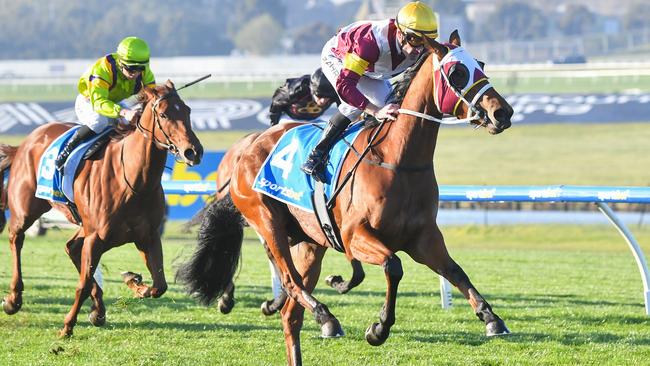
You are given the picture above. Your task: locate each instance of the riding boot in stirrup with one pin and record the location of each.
(315, 164)
(79, 136)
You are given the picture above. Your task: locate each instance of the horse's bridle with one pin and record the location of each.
(474, 113)
(168, 145)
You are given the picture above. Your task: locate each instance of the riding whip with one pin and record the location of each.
(194, 82)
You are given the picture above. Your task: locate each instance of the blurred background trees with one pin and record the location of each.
(86, 29)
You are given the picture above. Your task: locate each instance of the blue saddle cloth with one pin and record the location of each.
(281, 177)
(50, 185)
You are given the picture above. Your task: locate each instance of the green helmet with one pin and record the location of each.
(133, 51)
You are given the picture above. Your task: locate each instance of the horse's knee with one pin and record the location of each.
(454, 273)
(159, 291)
(393, 268)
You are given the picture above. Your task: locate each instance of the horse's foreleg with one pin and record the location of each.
(14, 299)
(336, 281)
(365, 245)
(152, 254)
(432, 252)
(91, 252)
(308, 259)
(97, 314)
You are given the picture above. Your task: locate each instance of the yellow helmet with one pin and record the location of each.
(133, 51)
(417, 18)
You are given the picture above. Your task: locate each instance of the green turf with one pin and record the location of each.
(570, 295)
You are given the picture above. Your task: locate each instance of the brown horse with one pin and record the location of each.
(224, 174)
(390, 204)
(119, 197)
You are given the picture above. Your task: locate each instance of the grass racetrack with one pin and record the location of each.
(570, 295)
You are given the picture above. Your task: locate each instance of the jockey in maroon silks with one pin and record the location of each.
(360, 60)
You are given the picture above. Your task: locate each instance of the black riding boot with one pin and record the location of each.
(83, 133)
(315, 164)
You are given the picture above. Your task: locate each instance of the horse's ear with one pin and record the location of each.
(436, 47)
(149, 92)
(454, 38)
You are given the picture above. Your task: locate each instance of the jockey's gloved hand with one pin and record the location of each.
(389, 111)
(129, 115)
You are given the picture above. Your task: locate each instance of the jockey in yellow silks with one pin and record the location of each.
(104, 86)
(360, 60)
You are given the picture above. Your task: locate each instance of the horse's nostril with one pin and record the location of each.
(502, 118)
(189, 154)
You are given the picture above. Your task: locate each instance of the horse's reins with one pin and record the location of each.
(169, 145)
(473, 113)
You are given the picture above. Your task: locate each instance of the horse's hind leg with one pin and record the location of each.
(152, 253)
(308, 258)
(91, 252)
(336, 281)
(365, 245)
(97, 314)
(227, 300)
(31, 210)
(271, 227)
(431, 251)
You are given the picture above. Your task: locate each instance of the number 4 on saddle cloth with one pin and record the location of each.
(51, 185)
(281, 177)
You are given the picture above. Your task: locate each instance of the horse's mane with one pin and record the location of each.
(401, 85)
(142, 99)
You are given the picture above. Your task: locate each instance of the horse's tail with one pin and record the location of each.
(7, 154)
(198, 217)
(211, 268)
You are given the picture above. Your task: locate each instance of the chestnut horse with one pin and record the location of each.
(389, 205)
(227, 299)
(119, 197)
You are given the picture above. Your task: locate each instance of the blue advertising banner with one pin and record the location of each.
(185, 206)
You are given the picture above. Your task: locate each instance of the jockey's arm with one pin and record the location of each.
(354, 66)
(98, 95)
(279, 102)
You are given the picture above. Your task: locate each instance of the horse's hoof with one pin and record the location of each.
(11, 308)
(332, 280)
(331, 329)
(63, 333)
(131, 278)
(374, 336)
(226, 305)
(496, 328)
(97, 320)
(266, 308)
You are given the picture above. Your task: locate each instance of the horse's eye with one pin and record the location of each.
(458, 76)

** Job **
Give back exactly the lines that run from the line with "the horse's mane" through the close of the material, counting both ends, and nothing more.

** Problem solution **
You are given the picture above. Your task: locate each instance of the horse's mane with one pin and record the location of each.
(401, 85)
(142, 99)
You are given the picture above. Your task: locate each instance of the horse's tail with one pin and record the location of each.
(7, 154)
(198, 217)
(211, 268)
You are given the picture above. Your task: locate each instance of the chestnut horse with one pin and record the location of each.
(389, 205)
(227, 299)
(119, 197)
You are given the picture above. Your task: locate each instance of the blue advertising banner with one pin and record the location of each.
(185, 206)
You are given the picture above. Your task: locate each instance of the jockey's arm with one pin and record the location of each.
(354, 66)
(98, 95)
(279, 102)
You are given the picture above. Your task: locate each instance of the horse's hoof with one pin and record the location of each.
(11, 308)
(332, 280)
(331, 329)
(63, 333)
(131, 278)
(374, 336)
(226, 305)
(496, 328)
(97, 320)
(266, 308)
You are given the picture above. Your task: locate each instance of the horse's eye with one pin and record the location of each.
(458, 76)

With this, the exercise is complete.